### Prompt
Collect every line in the records that contains the word "lattice" and copy each of those lines out. Case counts.

:::

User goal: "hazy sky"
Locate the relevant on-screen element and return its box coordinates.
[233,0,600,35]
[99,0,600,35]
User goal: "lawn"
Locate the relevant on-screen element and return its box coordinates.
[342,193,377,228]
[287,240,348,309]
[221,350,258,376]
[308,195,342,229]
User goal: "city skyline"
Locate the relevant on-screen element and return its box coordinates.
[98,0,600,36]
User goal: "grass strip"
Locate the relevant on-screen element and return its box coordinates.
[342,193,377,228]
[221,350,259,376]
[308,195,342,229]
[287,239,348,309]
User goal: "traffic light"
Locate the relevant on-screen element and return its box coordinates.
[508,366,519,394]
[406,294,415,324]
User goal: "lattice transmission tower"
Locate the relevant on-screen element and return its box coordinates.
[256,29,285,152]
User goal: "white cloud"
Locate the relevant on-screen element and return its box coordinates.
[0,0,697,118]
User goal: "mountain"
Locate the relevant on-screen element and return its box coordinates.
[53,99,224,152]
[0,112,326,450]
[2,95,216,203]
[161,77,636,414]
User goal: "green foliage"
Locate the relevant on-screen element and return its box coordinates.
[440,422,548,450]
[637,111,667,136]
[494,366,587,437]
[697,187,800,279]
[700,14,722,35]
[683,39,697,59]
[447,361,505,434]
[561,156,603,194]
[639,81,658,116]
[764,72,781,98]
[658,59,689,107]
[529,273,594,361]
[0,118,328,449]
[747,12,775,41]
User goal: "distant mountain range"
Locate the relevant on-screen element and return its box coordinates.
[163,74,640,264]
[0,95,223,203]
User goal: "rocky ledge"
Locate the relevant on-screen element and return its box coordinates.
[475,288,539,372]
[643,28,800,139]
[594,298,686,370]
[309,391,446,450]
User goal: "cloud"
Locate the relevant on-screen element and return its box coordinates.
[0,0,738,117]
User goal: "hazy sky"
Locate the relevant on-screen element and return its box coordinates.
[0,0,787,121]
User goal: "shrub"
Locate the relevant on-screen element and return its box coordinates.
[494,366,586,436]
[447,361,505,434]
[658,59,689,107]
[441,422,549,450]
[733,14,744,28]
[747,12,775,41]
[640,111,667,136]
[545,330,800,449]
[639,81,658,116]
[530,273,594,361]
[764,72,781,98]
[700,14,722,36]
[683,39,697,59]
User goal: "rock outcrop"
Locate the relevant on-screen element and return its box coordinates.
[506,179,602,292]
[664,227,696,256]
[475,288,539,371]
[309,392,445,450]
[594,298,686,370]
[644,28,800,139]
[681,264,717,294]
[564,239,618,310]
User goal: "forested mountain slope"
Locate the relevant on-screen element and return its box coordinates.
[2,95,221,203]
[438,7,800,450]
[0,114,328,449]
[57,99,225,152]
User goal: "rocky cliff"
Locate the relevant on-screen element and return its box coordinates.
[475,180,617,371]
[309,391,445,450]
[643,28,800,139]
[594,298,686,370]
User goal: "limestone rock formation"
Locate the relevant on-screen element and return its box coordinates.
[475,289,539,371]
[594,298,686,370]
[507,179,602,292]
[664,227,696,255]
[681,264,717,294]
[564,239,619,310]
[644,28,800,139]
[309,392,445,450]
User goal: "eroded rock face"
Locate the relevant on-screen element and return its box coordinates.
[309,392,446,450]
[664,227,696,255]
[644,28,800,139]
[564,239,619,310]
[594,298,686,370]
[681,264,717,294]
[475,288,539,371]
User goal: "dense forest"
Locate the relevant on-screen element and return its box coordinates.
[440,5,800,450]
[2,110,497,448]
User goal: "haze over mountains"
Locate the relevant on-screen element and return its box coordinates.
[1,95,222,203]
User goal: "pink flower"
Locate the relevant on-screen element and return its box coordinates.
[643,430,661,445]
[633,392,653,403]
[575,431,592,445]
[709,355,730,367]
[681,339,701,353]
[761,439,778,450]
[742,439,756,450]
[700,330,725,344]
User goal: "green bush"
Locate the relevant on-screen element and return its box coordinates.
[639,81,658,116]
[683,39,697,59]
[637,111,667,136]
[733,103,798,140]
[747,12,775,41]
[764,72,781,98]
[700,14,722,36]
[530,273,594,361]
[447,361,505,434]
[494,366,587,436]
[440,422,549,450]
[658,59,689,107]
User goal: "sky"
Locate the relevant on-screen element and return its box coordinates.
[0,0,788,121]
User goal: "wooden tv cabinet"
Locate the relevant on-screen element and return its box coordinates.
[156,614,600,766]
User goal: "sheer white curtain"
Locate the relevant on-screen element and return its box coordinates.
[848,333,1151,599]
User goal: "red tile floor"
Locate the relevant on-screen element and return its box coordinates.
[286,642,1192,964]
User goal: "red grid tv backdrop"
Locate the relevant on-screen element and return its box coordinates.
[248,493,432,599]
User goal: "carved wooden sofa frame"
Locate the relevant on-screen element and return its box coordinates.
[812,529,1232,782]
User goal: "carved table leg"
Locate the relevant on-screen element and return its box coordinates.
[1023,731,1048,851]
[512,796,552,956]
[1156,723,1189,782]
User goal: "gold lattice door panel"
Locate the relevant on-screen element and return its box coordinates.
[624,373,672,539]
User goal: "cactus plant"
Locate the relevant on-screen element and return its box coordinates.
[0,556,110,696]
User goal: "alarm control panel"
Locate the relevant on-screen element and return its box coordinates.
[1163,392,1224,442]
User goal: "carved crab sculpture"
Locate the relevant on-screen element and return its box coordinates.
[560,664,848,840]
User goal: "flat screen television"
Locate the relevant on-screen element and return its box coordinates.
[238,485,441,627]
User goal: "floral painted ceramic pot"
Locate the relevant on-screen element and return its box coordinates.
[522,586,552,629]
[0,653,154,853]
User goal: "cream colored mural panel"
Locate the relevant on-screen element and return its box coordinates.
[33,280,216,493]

:::

### Expected answer
User goal: "lattice transmission tower"
User goal: "gold lattice door panel"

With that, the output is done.